**GIVEN TASK**
Reproduce every line of the listing below verbatim, keeping each character and line break unchanged.

**PROVIDED ENTRIES**
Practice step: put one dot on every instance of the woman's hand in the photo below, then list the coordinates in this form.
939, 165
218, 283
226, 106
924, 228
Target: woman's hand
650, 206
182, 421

**WRITTEN SOLUTION**
Practice step: put one dot on every instance of the woman's hand in the photo below, then list the coordinates in this form.
939, 165
218, 283
226, 106
924, 228
Target: woman's hand
650, 206
182, 421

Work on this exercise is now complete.